:: Текстовый фрагмент ::

────────

Один из самых известных фильмов режиссера Леонида Гайдая был снят в 1966 году. Он стал вторым фильмом с Шуриком в качестве главного персонажа и последним с участием троицы Трус — Балбес — Бывалый. Премьера картины состоялась в Москве 3 апреля 1967 года одновременно в 53 кинотеатрах. Два дня спустя она вышла в прокат. В прокате-67 «Кавказская пленница» уверенно заняла первое место: за год ее посмотрели 76,54 млн советских зрителей.

Кавказская пленница.jpg

Из воспоминаний исполнителей главных ролей
Наталья Варлей (Нина): 
— Пришла на «Мосфильм». Дали мне почитать кусочек из сценария. Потом сняли небольшой эпизод с осликом. И вдруг Гайдай робко меня спрашивает: «Наташа, а можете ли вы раздеться до купальника?» Я ответила: «Конечно». И разделась. Все так и ахнули. Это сейчас актеры свободно обнажаются, а тогда и кинематограф, и вся страна были более целомудренными. Но у меня-то купальник являлся повседневной цирковой формой одежды, поэтому и мыслей никаких не возникло. Словом, сняли и этот эпизод. Пожалуй, он и решил выбор.
До сих пор я помню каждый съемочный день. Много было и смешных, и казусных, и драматических ситуаций. Например, я чуть не раздавила знаменитую троицу. Помните, когда они стояли на дороге с Вициным посередине? Я мчусь на красной машине, а у нее вдруг отказывают тормоза. Слава богу, реакция у наших прекрасных комиков оказалась отменной. Навсегда остался в памяти первый опыт артистического перевоплощения. До этого я фактически играла саму себя. Образ же Нины в «Кавказской пленнице» совершенно не похож на меня в жизни: я никогда не была уверенной в себе, озорной, оптимистичной, скорее, тихой, мечтательной, романтичной. Так что Гайдай из меня прямо на съемках лепил «комсомолку, спортсменку и просто красавицу».

────────

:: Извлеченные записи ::

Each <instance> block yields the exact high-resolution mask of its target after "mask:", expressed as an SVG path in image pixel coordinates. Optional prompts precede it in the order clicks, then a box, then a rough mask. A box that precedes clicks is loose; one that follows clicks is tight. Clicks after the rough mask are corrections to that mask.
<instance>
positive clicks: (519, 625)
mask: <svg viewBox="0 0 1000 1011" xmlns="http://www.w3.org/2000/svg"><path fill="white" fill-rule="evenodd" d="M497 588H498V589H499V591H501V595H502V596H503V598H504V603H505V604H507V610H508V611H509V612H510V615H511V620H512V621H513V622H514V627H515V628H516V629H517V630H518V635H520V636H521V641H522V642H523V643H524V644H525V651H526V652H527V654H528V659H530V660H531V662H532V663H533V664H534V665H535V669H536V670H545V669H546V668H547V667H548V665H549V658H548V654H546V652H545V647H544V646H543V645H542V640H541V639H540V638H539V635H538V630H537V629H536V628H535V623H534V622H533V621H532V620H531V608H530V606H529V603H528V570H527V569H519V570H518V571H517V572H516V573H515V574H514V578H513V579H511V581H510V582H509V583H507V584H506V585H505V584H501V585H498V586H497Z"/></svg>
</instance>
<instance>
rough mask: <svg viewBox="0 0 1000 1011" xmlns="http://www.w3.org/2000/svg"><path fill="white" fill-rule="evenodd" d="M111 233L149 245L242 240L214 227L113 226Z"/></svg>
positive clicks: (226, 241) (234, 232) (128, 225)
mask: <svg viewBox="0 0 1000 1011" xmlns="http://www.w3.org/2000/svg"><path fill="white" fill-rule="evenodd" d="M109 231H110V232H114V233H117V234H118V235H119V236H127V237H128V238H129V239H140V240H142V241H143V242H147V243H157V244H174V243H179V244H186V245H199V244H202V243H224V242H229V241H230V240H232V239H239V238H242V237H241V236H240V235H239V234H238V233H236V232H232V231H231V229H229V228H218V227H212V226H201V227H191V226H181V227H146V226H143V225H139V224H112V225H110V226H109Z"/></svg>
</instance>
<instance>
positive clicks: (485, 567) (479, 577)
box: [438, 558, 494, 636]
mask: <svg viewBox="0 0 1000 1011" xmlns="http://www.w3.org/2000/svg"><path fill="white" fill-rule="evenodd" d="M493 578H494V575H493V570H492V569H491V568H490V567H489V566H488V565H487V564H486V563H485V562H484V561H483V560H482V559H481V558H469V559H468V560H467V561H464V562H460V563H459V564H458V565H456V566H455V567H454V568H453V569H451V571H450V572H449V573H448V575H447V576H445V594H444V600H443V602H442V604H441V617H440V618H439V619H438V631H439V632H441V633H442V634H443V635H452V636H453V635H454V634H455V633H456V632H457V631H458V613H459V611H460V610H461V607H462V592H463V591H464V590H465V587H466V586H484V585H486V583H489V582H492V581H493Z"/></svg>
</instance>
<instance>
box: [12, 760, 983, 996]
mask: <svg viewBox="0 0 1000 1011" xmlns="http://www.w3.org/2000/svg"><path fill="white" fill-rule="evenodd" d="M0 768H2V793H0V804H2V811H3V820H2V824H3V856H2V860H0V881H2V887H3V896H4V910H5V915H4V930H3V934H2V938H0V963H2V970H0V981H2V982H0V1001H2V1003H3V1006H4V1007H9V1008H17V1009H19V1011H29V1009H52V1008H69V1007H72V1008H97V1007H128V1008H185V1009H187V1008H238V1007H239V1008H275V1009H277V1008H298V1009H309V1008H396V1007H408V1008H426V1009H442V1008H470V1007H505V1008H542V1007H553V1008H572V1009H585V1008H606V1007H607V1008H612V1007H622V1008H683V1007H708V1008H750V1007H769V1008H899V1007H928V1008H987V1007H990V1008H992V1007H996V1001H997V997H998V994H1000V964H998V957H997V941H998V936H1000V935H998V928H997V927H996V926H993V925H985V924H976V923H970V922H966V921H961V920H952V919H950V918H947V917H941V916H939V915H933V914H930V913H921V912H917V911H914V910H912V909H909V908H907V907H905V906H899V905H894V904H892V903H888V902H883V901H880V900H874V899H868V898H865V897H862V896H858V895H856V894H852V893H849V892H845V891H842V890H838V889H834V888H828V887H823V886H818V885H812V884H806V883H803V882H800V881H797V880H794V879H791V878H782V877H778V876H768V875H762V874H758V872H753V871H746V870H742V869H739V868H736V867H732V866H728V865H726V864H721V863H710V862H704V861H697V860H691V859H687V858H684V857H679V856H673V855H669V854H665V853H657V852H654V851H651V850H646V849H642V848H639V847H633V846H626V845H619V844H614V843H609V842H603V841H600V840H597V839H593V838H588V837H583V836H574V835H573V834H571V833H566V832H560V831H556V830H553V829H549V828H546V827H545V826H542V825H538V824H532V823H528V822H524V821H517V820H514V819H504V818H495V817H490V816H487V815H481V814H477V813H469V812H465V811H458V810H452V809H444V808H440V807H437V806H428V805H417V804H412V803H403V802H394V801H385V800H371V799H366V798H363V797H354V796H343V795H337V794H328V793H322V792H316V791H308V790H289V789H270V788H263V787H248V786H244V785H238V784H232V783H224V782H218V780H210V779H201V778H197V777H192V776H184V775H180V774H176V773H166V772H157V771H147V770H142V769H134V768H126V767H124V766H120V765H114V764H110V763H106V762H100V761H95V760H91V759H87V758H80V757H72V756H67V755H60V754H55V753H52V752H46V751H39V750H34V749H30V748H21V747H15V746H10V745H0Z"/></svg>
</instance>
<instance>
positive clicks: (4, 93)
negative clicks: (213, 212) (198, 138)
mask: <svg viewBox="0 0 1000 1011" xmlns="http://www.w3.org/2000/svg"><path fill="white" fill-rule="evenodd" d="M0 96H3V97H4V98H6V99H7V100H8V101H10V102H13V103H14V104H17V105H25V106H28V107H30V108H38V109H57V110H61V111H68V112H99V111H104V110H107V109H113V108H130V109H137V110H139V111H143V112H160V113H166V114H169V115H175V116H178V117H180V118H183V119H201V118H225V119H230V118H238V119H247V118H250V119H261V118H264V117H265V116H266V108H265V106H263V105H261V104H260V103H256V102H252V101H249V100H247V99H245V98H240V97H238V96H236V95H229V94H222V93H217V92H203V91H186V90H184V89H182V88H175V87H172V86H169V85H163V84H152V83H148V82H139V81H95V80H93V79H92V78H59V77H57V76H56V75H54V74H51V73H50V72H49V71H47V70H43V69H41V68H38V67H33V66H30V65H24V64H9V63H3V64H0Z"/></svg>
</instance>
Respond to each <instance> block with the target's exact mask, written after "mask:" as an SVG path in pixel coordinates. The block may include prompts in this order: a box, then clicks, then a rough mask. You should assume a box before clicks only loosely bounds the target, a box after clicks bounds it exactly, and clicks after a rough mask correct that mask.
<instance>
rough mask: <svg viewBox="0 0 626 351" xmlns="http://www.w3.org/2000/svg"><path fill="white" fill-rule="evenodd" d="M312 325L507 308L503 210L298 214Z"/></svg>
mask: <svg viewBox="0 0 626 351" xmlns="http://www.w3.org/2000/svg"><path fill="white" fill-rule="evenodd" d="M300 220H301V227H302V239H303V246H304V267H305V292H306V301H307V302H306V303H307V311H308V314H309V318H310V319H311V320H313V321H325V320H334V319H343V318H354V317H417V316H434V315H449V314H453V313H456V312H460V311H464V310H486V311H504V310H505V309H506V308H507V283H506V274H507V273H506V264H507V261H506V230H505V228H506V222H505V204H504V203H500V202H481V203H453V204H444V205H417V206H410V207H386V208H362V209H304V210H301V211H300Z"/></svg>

────────

:: Задания для решения ::
a) Объясните по тексту о «Кавказской пленнице», почему просьба Гайдая раздеться до купальника не смутила Наталью Варлей. Ответьте одной–тремя фразами.
b) Подхватите рассказ в тексте о «Кавказской пленнице» и продолжите его.
Записи представляют собой отдельный материал и с текстом не связаны.

:: Ответы к упражнению ::
a) Для Натальи Варлей купальник был повседневной цирковой формой одежды, поэтому никаких мыслей эта просьба у нее не вызвала.

b)
Зрителям нравились сцены с фруктами. Половина из них были искусственными восковыми муляжами. Дачу Саахова и этот эпизод мы снимали в апрельской Москве, в павильонах. А в те годы даже в летний сезон не было такого изобилия всего, как сейчас. Поэтому сливы и персики были... консервированными, из компота, а среди воскового винограда лежала одна веточка настоящего, от которого я и отщипывала ягоду за ягодой. Была еще лепешка — глянцевитая, поджаристая, купленная накануне в магазине «Армения». К моменту съемок она настолько зачерствела, что даже моим молодым зубам поддавалась с большим трудом. А по замыслу режиссера я должна была там непрестанно что-то жевать. Да не через силу, а давая понять, какая мне досталась вкуснота. Гайдай просто рычал на меня: «Ешь с аппетитом! Ешь с аппетитом!» А я давилась этими концентрированными фруктами и засохшей лепешкой... Но куда было деваться: сыграла аппетит. Леонид Иович всегда добивался того, чего хотел.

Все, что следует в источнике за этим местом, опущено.